● EXCERPT TO READ:
'''
Note: This article is a recap of our webinar, Foundations of Network Monitoring. It highlights the key insights, examples, and takeaways shared during the session—it’s not a word-for-word transcript.
Hello, friends! Destiny Bertucci here. If you missed our first installment of the NMS Accelerator series, fear not—I’ve got your back. Let’s unpack the key insights from “Foundations of Network Monitoring” so you can start leveraging better visibility, smarter alerting, and proactivity across your environment.
Did you miss the live event? No problem. View the recording here:
Why Monitoring Matters
We kicked things off by laying the foundation—why monitoring is essential. The reality is simple: without visibility, you’re flying blind. Networks can be unpredictable, and downtime is both costly and reputation-damaging.
Three core benefits of network monitoring:
- Visibility – see what’s in your environment, in real time.
- Prevention – detect warning signs before they escalate.
- Efficiency – spend less time chasing ghosts and more time solving problems.
Where NMS Fits into Your Tech Stack
In the webinar, we broke down how a Network Monitoring System (NMS) complements other tools rather than competes with them. It’s not about replacing your RMM or PSA—it’s about adding network-focused insight to your existing strategy.
Think of your IT stack like this:
- Network Monitoring Solution (NMS) is the “eyes and ears” of your network.
- Remote Monitoring and Management (RMM) manages endpoints—patches, scripts, remote control.
- Professional Services Automation (PSA) ties it all together with workflow, tickets, and reporting.
That team synergy is what empowers true proactive operations.
Automated Device Discovery & Inventory
One of the biggest “aha” moments was around automated device discovery. Instead of typing in device details by hand (yikes!), the tool scans your network and generates a living inventory of routers, switches, firewalls, servers, and more.
As the network changes, so does your inventory—ensuring no device slips through the cracks. MSPs get faster client onboarding. Internal IT teams gain peace of mind—and more time for innovation.
'''
(Records excerpted from a collection)
'''
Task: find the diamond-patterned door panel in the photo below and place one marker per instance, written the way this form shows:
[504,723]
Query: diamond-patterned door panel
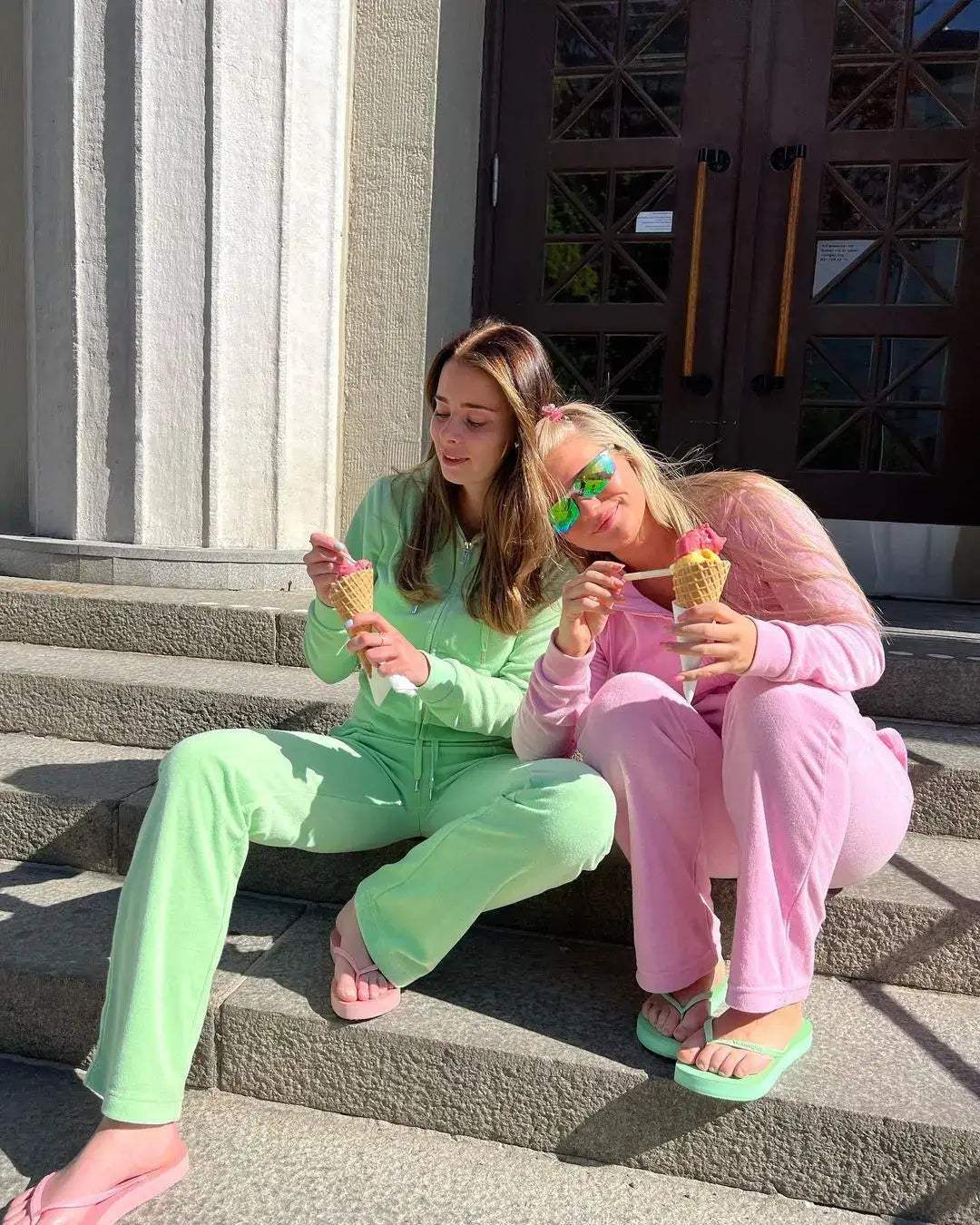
[872,405]
[601,237]
[622,370]
[904,64]
[889,235]
[619,69]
'''
● YOUR OBJECTIVE:
Render this sentence from the network monitoring recap into Spanish: "Networks can be unpredictable, and downtime is both costly and reputation-damaging."

● OUTPUT FOR THIS EXERCISE:
Las redes pueden ser impredecibles, y el tiempo de inactividad es a la vez costoso y perjudicial para la reputación.